> Written task
Rewrite every line of the material below. Offset each coordinate in the answers by -42, and keep all other lines unchanged.

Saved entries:
____________

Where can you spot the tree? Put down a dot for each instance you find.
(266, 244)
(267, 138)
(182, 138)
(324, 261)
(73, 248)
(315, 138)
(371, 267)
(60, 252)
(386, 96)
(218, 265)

____________

> Response to this exercise
Where can you spot the tree? Put down a dot for each instance you find.
(224, 202)
(225, 96)
(140, 96)
(282, 219)
(31, 206)
(273, 96)
(329, 225)
(18, 210)
(344, 54)
(176, 223)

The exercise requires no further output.